** BRANO DELL'ESERCIZIO **
■ ■ ■

Di nuovo, dipende dai contesti a cui facciamo riferimento. “Negli Stati Uniti, la flessione delle varianti BA.2 e BA.2.12.1 ha quasi totalmente coinciso con la crescita della diffusione di BA.5 al punto che i picchi dei… picchi si sono fusi in uno solo. E una nuova variante cugina – BA.2.75 – sta attualmente spuntando in diverse parti del mondo” [2].
Possibile che ogni variante ci esponga a un nuovo contagio?
Anche rispondendo a questa domanda sarebbe bello tranquillizzare ma, in realtà, la memoria del sistema immunitario riconosce le infezioni in base alla struttura molecolare dei virus e degli altri agenti patogeni. Le mutazioni modificano leggermente la struttura molecolare di ciascuna variante di SARS-CoV-2, rendendo più difficile per il nostro sistema immunitario riconoscere e rispondere al virus. Si tratta della “evasione immunitaria” di cui sentiamo parlare ogni tanto. Oggi, a inizio agosto 2022, c’è preoccupazione per le mutazioni presenti nella variante BA.2.75 ma non si hanno ancora prove solide che ci dicano che possa eludere il sistema immunitario in modo più significativo delle varianti precedenti [3]. Strutturalmente, BA.2.75 è ancora molto simile a Omicron e alla variante originale di Wuhan. Quindi è probabile che l’immunità acquisita potrebbe non essere sufficiente per evitare la reinfezione, ma dovrebbe ridurre la gravità della malattia, ha dichiarato a The Conversation Ben Krishna, ricercatore in immunologia e virologia all’università di Cambridge [3].
Davvero non c’è nulla da fare per arginare il presentarsi di nuove varianti?

■ ■ ■

** DATI **
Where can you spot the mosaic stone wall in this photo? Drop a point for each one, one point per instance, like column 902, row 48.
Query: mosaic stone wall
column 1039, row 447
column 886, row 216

■ ■ ■

** CONSEGNA **
Ricopia parola per parola dal brano sulle varianti di SARS-CoV-2 il tratto che comincia con "Di nuovo, dipende" e termina con "un nuovo contagio?".

** RISPOSTA ATTESA **
Di nuovo, dipende dai contesti a cui facciamo riferimento. “Negli Stati Uniti, la flessione delle varianti BA.2 e BA.2.12.1 ha quasi totalmente coinciso con la crescita della diffusione di BA.5 al punto che i picchi dei… picchi si sono fusi in uno solo. E una nuova variante cugina – BA.2.75 – sta attualmente spuntando in diverse parti del mondo” [2].
Possibile che ogni variante ci esponga a un nuovo contagio?